Search each line below for the word "cross" and list those that contain it.

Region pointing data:
========================================

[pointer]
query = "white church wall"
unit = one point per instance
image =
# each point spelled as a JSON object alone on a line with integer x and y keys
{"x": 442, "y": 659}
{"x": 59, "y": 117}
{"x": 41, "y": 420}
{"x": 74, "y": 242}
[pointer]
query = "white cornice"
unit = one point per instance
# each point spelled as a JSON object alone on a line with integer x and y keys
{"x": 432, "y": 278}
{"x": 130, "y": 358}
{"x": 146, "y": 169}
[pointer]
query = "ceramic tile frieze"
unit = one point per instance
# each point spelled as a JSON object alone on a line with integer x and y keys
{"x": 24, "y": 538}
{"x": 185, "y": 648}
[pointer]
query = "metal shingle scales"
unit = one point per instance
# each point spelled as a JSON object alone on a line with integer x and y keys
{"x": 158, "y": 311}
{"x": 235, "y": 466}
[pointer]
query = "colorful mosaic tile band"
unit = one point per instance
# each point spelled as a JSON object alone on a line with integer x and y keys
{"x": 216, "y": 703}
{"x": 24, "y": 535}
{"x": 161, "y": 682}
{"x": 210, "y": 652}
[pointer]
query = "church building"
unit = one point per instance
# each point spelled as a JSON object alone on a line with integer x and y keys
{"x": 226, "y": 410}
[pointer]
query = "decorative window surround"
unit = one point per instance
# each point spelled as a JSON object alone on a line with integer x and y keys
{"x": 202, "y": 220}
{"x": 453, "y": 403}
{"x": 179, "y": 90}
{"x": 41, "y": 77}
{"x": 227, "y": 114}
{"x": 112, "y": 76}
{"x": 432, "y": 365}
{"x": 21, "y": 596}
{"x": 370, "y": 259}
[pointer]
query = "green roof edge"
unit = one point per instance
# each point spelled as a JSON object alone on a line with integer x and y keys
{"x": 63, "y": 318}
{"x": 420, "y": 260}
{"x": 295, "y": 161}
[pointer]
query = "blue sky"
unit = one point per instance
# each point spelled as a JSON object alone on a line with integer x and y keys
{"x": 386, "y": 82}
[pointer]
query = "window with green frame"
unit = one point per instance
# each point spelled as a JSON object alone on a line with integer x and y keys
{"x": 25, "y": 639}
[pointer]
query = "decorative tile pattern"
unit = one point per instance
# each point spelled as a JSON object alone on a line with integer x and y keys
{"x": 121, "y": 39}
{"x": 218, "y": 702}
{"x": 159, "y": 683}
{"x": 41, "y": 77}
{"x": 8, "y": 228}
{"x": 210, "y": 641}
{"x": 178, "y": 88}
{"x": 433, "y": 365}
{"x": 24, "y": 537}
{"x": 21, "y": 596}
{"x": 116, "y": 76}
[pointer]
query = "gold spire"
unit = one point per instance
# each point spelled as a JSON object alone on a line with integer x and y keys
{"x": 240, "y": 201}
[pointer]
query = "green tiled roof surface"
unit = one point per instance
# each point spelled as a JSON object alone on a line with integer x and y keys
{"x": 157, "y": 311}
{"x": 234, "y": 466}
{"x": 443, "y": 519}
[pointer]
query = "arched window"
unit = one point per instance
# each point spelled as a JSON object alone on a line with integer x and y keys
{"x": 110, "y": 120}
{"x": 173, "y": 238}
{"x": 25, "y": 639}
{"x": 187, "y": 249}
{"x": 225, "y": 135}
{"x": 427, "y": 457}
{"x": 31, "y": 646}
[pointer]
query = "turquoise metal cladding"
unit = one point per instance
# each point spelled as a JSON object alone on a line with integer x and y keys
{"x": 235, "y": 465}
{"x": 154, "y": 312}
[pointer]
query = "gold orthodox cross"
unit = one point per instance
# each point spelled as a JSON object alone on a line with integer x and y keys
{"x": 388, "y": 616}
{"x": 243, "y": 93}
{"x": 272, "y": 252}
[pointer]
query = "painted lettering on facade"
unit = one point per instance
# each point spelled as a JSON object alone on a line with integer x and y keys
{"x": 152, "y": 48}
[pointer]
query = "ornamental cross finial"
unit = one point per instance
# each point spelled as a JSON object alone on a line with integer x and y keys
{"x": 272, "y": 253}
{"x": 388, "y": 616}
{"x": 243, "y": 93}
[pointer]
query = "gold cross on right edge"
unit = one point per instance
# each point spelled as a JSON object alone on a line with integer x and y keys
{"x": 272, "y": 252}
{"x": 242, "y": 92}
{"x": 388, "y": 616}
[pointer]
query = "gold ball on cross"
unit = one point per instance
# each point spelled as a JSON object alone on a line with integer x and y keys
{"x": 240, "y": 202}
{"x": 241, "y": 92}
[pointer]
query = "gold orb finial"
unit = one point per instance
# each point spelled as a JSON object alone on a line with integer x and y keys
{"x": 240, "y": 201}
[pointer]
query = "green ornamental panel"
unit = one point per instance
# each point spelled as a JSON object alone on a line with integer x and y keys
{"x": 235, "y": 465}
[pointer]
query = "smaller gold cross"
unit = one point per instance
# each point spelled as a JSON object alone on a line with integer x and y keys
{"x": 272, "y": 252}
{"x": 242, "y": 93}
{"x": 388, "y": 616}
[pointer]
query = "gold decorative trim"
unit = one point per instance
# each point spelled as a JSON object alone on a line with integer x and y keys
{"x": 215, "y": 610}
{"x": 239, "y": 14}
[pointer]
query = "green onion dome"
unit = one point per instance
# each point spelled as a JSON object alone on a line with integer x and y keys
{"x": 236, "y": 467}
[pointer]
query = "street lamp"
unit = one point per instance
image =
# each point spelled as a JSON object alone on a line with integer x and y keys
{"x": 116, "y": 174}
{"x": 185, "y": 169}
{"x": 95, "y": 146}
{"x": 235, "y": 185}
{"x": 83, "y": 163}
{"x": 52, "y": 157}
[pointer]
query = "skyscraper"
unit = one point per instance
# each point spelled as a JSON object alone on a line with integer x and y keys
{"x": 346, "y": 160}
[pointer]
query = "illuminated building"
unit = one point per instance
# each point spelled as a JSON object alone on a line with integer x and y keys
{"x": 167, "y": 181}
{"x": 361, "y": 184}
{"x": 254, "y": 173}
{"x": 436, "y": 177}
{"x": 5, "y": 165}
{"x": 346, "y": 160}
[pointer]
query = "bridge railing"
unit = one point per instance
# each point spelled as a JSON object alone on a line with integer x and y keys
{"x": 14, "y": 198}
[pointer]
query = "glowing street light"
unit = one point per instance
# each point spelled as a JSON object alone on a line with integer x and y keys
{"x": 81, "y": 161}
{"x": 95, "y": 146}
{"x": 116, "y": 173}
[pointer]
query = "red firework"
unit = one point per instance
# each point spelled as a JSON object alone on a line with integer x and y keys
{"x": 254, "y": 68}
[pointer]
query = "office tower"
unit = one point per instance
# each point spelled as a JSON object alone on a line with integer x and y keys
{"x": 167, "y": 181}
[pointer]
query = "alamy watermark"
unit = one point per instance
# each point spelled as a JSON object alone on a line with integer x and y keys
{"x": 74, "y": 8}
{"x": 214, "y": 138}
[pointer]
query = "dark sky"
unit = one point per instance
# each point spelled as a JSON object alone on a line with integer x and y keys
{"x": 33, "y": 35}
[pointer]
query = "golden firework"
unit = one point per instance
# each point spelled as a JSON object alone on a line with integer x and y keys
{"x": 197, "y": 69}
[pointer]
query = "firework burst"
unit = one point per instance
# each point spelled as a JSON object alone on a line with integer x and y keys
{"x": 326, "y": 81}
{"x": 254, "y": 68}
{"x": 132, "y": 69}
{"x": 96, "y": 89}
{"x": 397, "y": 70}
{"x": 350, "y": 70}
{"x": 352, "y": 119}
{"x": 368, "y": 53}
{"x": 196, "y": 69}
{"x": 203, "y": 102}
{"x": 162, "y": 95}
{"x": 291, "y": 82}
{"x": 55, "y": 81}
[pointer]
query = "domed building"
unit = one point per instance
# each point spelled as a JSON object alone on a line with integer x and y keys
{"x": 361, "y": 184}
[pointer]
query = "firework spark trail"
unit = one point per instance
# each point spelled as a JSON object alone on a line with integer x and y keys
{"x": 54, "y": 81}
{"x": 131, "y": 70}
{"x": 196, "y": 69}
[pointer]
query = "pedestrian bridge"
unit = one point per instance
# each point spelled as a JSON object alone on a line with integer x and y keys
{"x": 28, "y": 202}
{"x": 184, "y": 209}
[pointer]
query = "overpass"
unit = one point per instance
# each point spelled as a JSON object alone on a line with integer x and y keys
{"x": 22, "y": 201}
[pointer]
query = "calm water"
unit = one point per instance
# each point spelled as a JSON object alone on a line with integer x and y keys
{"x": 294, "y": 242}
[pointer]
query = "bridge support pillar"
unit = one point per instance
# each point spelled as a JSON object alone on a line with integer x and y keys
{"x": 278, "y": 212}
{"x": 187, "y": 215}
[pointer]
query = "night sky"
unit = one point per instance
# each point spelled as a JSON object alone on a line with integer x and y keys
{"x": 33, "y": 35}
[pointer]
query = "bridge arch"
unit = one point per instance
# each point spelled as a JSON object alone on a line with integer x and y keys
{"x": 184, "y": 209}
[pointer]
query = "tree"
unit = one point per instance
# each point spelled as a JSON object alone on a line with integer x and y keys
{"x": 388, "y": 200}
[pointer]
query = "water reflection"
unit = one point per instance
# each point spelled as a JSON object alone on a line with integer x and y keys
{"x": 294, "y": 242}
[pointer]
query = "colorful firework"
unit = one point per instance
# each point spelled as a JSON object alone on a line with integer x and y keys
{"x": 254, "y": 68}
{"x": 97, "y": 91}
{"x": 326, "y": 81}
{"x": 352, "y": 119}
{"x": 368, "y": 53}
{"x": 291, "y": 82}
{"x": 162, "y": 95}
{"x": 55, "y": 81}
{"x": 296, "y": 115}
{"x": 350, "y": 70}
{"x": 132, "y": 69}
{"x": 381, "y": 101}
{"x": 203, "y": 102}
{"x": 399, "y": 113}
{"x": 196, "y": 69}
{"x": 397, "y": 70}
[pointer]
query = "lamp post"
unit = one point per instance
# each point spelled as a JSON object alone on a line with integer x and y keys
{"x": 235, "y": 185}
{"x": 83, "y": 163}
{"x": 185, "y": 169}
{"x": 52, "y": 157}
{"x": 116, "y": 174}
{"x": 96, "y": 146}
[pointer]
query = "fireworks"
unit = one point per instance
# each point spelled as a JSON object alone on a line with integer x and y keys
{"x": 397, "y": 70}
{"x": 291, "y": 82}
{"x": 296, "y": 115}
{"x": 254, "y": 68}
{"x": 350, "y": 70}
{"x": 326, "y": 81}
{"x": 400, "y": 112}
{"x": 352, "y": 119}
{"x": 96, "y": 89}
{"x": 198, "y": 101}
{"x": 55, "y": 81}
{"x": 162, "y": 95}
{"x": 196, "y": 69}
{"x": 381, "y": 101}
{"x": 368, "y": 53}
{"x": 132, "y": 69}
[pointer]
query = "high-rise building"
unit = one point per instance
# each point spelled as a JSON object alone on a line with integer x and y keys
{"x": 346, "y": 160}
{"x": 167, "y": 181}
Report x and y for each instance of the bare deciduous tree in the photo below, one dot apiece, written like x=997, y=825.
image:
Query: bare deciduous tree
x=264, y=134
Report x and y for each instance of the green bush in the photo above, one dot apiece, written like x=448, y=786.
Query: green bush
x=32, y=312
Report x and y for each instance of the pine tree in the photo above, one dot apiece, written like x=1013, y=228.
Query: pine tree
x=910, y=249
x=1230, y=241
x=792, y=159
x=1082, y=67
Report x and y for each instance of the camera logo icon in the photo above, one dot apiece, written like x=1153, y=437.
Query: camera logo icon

========================================

=== Expected answer ===
query = "gold orthodox cross"
query = "ornamental cross finial"
query = "gold cross on right edge"
query = "gold ball on cross"
query = "smaller gold cross"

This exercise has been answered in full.